**Quoted passage**
- Theatrical poster
- Directed by: Yoji Yamada
- Written by: Yoji Yamada Akira Miyazaki
- Starring: Kiyoshi Atsumi Ayako Wakao Chieko Baisho Chishū Ryū Hisaya Morishige
- Cinematography: Tetsuo Takaba
- Edited by: Iwao Ishii
- Music by: Naozumi Yamamoto
- Distributed by: Shochiku
- Release date: January 15, 1971;
- Running time: 90 minutes
- Country: Japan
- Language: Japanese

= Tora-san's Shattered Romance =

Tora-san's Shattered Romance (男はつらいよ 純情篇, Otoko wa Tsurai yo: Junjō hen) aka Tora-san in Love is a 1971 Japanese comedy film directed by Yoji Yamada. It stars Kiyoshi Atsumi as Torajirō Kuruma (Tora-san), and Ayako Wakao as his love interest or "Madonna". Tora-san's Shattered Romance is the sixth entry in the popular, long-running Otoko wa Tsurai yo series.

==Synopsis==
In Nagasaki, Tora helps a penniless young woman with a young child, on her way back to her father’s house on Goto Island after leaving her husband. The father tells her to return to the husband; Tora, listening to this, realizes he also must not depend on an assured home to return to… but hearing the whistle of the last ferry, he impulsively leaves for Tokyo. Meanwhile at the Shibamata sweet shop, Yuko, a distant relative of Tora’s aunt has also left her husband and is being given refuge, and Tora’s sister Sakura’s husband Hiroshi has plans to borrow money from his father, leave “Tako” Shacho (boss)’s print shop and set up on his own. Shacho is devastated, sure that he’ll go bankrupt without his best worker. Tora returns, falls for Yuko and makes the worst mess of mediating between Hiroshi and Shacho. Hiroshi’s father, however, doesn’t have money to lend, so Hiroshi agrees to stay. Yuko’s husband comes for her and she agrees to reconcile. Tora heads out again for New Year work. The Goto woman, husband and child, also reconciled, visit the sweet shop to thank the absent Tora. She calls her father who is stoically home alone.

[Excerpts from a point labeling dataset]
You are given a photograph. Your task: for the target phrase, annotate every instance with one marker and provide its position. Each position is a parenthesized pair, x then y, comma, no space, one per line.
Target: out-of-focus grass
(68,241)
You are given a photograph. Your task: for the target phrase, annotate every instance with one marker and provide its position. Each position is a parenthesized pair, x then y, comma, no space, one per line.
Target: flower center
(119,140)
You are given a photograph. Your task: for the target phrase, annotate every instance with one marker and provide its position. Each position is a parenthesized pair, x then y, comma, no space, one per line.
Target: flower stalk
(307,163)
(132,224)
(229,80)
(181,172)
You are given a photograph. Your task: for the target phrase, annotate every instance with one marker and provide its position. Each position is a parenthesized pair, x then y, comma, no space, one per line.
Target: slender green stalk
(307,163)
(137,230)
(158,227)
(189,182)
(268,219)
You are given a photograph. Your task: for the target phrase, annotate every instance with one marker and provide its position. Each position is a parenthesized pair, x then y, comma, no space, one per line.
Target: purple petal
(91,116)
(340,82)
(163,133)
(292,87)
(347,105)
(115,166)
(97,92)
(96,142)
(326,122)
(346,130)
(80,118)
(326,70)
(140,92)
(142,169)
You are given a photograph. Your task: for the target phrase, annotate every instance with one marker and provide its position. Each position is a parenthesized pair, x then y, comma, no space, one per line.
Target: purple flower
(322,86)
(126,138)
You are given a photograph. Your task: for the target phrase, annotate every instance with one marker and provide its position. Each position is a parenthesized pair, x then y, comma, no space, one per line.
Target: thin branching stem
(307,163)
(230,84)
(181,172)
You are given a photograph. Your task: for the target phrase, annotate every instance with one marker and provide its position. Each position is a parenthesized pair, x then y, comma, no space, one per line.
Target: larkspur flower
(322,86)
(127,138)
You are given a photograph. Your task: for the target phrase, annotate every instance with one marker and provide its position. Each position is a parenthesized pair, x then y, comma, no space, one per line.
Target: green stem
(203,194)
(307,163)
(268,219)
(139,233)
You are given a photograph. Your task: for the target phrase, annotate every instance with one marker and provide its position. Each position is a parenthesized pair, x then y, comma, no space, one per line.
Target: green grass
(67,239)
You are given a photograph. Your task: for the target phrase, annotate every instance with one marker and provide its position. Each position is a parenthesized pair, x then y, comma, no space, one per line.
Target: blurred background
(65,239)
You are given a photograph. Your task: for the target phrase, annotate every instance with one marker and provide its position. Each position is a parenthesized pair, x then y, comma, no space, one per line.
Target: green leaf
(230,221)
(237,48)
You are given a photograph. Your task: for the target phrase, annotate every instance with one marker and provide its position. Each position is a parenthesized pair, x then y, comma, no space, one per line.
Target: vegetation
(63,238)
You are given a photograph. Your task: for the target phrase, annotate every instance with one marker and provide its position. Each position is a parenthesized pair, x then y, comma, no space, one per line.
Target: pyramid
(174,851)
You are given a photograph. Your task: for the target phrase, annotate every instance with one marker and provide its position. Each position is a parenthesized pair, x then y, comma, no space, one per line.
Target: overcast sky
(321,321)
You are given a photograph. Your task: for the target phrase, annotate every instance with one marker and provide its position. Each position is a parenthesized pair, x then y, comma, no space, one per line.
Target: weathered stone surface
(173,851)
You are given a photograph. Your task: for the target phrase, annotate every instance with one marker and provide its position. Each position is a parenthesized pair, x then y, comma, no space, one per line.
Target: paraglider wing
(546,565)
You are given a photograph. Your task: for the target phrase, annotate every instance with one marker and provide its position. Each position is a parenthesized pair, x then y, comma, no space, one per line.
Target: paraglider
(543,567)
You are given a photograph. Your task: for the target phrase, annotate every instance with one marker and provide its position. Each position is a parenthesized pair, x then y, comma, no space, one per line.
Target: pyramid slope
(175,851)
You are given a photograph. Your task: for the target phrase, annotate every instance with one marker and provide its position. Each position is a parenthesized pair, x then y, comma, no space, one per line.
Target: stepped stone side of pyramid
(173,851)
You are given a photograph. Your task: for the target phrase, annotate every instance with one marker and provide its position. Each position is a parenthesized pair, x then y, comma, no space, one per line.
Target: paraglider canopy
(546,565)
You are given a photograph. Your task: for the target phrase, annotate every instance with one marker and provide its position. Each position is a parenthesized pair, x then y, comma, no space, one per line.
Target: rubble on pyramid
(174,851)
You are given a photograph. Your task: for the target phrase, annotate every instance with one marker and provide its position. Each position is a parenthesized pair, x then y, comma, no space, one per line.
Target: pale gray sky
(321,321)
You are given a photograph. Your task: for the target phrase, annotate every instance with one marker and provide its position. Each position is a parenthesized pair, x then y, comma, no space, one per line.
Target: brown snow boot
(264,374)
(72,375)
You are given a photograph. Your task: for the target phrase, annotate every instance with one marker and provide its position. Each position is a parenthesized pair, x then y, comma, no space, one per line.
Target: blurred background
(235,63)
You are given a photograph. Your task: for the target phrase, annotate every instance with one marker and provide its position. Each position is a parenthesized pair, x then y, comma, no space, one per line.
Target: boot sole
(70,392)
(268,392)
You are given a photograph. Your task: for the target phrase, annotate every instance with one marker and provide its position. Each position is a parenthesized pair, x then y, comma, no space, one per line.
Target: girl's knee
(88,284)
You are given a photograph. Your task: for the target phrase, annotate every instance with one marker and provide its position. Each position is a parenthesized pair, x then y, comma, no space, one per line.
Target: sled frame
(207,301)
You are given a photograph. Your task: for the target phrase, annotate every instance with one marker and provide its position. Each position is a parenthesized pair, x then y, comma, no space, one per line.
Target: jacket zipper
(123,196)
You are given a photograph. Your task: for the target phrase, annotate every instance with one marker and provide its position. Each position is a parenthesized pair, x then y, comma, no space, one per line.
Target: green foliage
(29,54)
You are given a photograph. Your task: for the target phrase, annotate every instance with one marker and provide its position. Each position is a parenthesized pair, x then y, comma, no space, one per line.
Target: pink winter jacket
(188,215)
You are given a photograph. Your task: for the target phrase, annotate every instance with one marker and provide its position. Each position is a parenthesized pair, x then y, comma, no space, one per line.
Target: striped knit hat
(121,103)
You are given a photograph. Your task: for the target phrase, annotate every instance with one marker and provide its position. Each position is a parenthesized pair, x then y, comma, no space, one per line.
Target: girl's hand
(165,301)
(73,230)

**Tasks to complete**
a – Translate this sentence from the Tora-san's Shattered Romance synopsis into Spanish: "Hiroshi's father, however, doesn't have money to lend, so Hiroshi agrees to stay."
b – Carry on the article about the film Tora-san's Shattered Romance, picking up after its last sentence.
The listing is separate material with no connection to the film article.

**Task results**
a – Sin embargo, el padre de Hiroshi no tiene dinero para prestar, así que Hiroshi acepta quedarse.

b –
==Cast==
- Kiyoshi Atsumi as Torajiro
- Chieko Baisho as Sakura
- Ayako Wakao as Yūko Akashi
- Shin Morikawa as Kuruma Tatsuzō
- Chieko Misaki as Tsune Kuruma (Torajiro's aunt)
- Gin Maeda as Hiroshi Suwa
- Chishū Ryū as Gozen-sama
- Hisao Dazai as Tarō Ume
- Gajirō Satō as Genkō
- Hisaya Morishige as Senzō
- Nobuko Miyamoto as Kinuyo
- Tatsuo Matsumura as Doctor Yamashita
- Gorō Tarumi as Yūko's husband

==Critical appraisal==

For his work on Tora-san's Shattered Romance as well as the next two entries in the Otoko wa Tsurai yo series, Tora-san, the Good Samaritan and Tora-san's Love Call (all 1971), Yoji Yamada tied for Best Director at the Mainichi Film Awards with Masahiro Shinoda. The German-language site molodezhnaja gives Tora-san's Shattered Romance three and a half out of five stars.

==Availability==
Tora-san's Shattered Romance was released theatrically on January 15, 1971. In Japan, the film was released on videotape in 1983 and 1995, and in DVD format in 2005 and 2008.

==Bibliography==

===English===
- "OTOKO WA TSURAI YO JUNJO-HEN (1971)"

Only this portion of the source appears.